DIRECTION.
Reproduce every line of the material below, requests included, but leave out the pictures. Move each answer point by adding 94 to both of its coordinates, and keep the points in the requests and their format samples unchanged.

RECORDS FOR THE TASK.
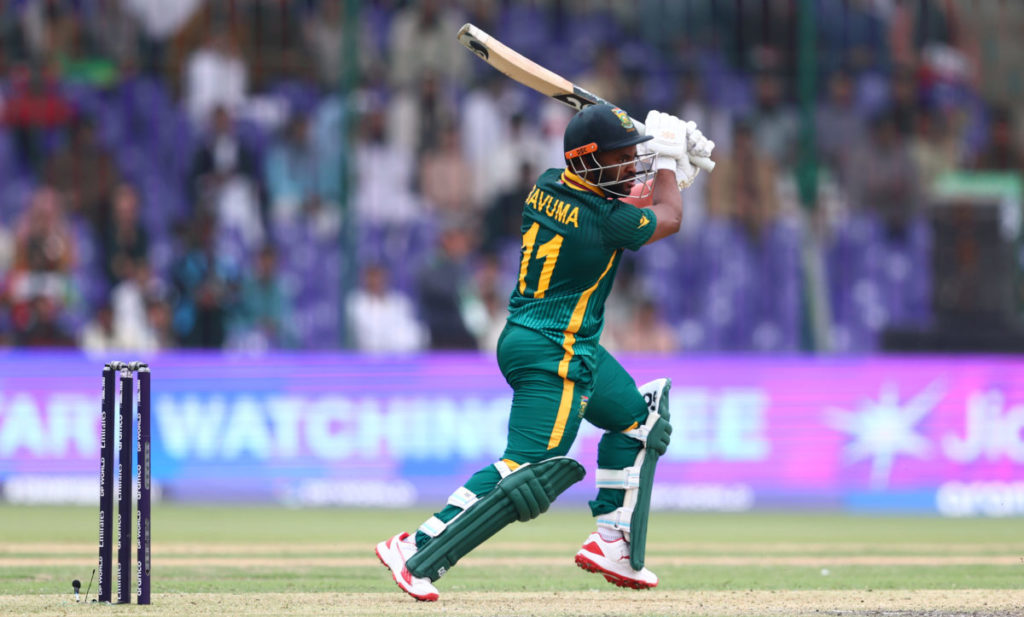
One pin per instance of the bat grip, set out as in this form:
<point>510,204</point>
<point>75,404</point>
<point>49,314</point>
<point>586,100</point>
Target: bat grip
<point>704,163</point>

TASK OUTPUT.
One pin per instance of the bat grip, set out as in this form:
<point>510,204</point>
<point>75,404</point>
<point>49,314</point>
<point>586,100</point>
Target: bat grip
<point>798,257</point>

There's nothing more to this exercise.